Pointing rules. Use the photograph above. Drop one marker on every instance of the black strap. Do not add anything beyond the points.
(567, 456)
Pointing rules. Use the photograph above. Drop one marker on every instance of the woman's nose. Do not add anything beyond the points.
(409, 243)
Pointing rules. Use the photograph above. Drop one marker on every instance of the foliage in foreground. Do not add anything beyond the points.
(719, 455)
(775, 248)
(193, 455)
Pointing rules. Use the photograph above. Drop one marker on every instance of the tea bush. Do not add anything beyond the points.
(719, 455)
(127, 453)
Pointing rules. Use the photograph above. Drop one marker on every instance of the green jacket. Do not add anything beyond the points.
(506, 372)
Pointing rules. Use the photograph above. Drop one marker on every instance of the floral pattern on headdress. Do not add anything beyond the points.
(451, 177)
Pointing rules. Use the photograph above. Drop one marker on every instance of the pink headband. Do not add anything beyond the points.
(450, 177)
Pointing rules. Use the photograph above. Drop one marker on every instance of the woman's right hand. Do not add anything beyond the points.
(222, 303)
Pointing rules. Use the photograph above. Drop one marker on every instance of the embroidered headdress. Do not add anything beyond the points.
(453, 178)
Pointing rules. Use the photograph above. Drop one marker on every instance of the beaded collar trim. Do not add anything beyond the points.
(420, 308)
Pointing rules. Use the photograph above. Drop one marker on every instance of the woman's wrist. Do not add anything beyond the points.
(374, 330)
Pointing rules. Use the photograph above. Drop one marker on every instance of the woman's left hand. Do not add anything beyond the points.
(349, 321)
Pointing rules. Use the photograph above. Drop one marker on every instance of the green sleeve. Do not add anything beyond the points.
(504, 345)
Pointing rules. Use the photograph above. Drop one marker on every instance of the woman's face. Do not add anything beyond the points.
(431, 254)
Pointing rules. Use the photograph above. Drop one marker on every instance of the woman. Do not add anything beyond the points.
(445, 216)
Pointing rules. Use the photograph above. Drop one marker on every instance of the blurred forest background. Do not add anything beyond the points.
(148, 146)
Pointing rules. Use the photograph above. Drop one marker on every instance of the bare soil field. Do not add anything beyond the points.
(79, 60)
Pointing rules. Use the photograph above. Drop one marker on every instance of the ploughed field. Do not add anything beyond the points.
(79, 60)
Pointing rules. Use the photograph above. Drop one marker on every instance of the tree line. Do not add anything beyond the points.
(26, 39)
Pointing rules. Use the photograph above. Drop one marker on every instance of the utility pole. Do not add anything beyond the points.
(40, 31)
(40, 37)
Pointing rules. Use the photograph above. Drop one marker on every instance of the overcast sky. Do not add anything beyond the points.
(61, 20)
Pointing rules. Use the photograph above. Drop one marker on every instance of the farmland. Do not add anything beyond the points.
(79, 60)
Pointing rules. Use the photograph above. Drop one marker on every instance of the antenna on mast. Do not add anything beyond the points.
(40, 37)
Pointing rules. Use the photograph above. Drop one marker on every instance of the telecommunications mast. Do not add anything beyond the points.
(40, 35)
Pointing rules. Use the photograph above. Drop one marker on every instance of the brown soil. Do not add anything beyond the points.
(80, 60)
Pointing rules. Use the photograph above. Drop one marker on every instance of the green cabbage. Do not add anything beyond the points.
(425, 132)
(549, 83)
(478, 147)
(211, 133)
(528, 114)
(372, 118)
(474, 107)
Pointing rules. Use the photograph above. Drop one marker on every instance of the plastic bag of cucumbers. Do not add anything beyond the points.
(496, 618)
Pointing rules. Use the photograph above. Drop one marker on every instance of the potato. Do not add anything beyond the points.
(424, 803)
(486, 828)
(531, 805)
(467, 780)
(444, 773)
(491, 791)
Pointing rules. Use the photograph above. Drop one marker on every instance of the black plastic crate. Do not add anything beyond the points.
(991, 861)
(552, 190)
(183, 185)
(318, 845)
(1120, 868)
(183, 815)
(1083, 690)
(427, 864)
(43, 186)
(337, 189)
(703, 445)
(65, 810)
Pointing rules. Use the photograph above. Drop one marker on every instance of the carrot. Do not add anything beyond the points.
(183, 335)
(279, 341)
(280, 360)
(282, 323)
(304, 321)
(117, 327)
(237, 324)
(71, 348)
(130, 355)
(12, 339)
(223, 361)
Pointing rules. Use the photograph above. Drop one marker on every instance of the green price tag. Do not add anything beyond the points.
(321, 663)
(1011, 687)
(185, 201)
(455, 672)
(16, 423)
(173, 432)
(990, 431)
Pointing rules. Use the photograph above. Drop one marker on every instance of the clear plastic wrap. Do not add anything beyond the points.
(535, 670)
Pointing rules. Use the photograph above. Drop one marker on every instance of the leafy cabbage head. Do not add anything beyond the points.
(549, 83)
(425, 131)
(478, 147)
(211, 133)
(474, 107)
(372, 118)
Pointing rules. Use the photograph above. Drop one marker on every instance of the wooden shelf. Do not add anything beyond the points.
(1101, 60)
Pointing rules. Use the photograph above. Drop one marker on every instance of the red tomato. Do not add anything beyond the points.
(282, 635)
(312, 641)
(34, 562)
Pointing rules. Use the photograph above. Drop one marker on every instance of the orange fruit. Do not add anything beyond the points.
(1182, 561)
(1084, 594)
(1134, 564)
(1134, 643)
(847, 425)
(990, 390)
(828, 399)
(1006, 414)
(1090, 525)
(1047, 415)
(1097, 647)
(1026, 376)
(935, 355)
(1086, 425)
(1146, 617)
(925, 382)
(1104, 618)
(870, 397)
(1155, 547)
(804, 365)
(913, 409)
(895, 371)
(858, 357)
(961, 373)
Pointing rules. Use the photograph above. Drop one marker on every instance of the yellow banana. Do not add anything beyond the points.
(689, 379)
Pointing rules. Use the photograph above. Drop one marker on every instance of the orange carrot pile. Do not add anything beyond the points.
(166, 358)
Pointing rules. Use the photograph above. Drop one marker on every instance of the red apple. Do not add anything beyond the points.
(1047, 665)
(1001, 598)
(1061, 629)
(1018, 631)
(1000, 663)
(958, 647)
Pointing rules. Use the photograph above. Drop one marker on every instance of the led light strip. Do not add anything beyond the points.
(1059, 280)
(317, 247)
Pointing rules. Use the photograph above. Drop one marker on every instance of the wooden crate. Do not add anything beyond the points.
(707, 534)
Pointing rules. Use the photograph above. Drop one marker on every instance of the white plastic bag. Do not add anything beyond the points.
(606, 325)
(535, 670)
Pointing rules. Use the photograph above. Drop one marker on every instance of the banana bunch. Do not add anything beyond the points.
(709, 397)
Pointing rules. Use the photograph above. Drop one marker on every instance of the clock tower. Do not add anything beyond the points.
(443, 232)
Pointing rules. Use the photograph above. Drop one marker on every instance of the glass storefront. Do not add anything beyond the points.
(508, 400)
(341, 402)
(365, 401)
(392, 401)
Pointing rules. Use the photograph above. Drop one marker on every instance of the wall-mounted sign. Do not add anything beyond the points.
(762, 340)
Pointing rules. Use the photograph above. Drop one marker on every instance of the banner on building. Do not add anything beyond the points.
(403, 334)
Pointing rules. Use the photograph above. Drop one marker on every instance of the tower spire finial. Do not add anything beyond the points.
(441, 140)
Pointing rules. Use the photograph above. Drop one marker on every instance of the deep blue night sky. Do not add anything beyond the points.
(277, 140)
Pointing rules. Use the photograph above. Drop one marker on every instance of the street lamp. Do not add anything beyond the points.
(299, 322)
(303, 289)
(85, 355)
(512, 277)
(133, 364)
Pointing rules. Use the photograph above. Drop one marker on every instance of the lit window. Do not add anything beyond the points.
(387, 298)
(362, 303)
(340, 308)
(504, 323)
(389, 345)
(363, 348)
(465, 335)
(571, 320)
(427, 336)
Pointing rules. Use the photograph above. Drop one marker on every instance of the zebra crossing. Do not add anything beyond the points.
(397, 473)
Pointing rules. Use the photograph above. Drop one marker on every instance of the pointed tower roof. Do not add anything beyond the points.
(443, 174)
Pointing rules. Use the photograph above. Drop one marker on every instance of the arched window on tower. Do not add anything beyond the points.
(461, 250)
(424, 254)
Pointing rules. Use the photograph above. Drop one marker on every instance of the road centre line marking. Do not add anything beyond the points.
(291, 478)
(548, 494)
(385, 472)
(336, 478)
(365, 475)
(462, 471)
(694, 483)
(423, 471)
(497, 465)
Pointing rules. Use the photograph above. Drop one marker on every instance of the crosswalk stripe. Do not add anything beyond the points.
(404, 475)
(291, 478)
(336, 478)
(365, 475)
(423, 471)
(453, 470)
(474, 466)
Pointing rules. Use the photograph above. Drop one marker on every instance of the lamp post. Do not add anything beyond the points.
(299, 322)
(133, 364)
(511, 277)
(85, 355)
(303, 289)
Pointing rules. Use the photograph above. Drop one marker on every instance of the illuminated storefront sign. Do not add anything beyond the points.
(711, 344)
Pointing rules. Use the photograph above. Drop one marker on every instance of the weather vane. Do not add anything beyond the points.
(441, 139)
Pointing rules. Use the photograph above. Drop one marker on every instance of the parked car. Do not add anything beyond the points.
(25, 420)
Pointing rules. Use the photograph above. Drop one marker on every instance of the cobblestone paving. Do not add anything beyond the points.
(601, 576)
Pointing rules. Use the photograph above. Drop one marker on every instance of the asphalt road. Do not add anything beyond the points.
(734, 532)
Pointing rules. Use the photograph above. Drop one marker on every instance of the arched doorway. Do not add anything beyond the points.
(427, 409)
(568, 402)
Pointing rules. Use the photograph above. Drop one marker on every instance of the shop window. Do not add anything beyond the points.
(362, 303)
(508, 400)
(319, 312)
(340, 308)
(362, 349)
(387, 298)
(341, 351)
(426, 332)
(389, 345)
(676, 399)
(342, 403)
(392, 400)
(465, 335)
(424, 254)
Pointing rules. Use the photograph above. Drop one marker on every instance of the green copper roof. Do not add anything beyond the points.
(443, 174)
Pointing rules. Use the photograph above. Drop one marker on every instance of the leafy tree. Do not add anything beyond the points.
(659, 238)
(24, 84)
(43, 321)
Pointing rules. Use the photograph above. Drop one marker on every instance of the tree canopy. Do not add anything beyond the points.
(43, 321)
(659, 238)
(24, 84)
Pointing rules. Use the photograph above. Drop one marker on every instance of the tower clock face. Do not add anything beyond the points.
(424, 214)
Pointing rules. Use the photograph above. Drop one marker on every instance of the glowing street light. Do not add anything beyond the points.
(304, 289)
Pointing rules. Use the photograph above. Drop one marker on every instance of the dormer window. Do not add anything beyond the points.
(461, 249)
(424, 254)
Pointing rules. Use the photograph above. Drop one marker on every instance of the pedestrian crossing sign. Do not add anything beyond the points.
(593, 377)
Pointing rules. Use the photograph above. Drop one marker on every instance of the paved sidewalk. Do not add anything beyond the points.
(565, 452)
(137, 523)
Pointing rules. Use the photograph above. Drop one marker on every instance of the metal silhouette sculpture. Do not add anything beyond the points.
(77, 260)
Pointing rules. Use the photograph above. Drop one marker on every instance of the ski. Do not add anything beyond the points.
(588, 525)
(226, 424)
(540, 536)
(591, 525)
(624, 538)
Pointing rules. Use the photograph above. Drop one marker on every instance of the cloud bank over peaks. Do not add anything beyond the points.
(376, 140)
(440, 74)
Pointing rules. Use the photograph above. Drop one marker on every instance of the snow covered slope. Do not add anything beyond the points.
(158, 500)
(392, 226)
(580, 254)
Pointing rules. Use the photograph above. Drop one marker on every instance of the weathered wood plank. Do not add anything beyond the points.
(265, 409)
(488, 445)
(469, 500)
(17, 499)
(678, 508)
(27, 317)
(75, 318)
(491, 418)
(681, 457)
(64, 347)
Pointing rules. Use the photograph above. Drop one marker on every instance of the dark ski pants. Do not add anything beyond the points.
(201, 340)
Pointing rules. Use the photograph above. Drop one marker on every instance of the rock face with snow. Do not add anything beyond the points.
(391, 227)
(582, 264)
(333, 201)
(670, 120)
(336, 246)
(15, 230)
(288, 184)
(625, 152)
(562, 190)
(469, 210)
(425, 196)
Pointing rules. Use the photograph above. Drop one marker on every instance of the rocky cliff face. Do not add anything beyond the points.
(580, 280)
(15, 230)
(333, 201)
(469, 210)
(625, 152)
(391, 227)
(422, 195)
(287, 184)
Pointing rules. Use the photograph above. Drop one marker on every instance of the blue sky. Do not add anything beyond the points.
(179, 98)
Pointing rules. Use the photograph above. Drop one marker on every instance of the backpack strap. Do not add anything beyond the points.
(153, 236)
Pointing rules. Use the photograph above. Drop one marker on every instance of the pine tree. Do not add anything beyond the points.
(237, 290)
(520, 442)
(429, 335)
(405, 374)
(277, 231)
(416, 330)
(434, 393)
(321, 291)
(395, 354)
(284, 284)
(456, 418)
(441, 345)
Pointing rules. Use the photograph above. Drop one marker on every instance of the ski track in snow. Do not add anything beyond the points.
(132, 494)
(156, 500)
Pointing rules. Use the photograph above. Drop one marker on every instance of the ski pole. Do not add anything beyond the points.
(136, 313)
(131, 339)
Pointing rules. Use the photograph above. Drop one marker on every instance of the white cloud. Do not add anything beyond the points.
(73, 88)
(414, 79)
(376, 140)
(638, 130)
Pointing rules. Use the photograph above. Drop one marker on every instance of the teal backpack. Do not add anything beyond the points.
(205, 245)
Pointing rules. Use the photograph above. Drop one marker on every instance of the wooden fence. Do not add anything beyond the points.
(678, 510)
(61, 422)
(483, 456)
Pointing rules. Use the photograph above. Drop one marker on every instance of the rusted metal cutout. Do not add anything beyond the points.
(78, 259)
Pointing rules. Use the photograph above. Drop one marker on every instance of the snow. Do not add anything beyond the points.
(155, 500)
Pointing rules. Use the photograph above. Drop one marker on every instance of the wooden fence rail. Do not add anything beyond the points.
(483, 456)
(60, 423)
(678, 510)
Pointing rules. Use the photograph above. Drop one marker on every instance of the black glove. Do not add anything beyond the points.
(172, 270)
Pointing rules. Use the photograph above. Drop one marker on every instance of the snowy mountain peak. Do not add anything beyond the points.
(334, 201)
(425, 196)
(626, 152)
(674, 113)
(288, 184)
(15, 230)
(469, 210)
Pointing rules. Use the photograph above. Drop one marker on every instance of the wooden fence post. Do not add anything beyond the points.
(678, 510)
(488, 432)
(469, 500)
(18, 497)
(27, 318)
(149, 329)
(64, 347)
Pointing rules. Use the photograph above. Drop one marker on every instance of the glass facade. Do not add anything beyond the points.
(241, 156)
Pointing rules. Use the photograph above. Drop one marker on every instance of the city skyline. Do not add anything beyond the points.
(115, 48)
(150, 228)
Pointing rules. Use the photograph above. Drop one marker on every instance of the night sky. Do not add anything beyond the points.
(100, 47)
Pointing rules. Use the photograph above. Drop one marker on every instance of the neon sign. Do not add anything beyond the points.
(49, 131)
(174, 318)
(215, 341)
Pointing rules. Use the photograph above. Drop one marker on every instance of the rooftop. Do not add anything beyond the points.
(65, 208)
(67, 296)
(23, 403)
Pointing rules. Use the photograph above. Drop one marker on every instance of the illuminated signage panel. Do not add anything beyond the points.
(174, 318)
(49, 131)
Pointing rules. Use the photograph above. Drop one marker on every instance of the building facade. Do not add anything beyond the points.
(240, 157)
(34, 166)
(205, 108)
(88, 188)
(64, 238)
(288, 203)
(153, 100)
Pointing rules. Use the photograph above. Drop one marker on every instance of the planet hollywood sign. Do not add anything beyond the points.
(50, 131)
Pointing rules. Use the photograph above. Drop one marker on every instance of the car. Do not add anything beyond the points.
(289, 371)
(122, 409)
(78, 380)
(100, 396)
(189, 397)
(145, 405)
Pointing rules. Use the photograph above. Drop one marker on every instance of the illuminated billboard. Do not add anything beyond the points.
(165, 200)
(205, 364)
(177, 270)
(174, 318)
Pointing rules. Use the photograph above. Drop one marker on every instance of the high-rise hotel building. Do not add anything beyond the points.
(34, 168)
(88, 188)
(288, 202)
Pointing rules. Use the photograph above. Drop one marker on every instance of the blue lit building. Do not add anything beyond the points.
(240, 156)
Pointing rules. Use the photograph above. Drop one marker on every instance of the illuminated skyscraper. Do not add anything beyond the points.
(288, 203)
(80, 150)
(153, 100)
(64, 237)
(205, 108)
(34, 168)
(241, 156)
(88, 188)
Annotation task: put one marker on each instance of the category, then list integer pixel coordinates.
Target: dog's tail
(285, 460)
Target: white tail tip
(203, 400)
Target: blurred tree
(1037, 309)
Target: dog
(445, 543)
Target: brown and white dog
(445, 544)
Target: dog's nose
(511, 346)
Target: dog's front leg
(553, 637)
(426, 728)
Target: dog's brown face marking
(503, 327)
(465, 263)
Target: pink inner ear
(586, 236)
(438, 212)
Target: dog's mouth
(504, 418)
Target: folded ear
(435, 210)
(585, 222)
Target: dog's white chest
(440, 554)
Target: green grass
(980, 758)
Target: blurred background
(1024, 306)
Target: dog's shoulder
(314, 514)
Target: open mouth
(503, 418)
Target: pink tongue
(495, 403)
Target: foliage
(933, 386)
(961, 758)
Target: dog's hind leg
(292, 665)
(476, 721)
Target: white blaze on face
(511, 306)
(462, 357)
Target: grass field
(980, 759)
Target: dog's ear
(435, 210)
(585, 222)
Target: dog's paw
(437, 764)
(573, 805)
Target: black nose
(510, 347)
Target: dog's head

========================================

→ Problem requirements
Write out only those lines of the entries that lie between the line containing "Target: open mouth" and the last line, inclusive, reproducing them exactly.

→ Result of this task
Target: open mouth
(503, 418)
Target: pink tongue
(495, 403)
Target: foliage
(933, 386)
(961, 758)
Target: dog's hind leg
(292, 665)
(476, 721)
Target: white blaze on face
(511, 306)
(462, 357)
Target: grass field
(980, 759)
Target: dog's ear
(435, 210)
(585, 222)
Target: dog's paw
(437, 764)
(573, 805)
Target: black nose
(510, 347)
Target: dog's head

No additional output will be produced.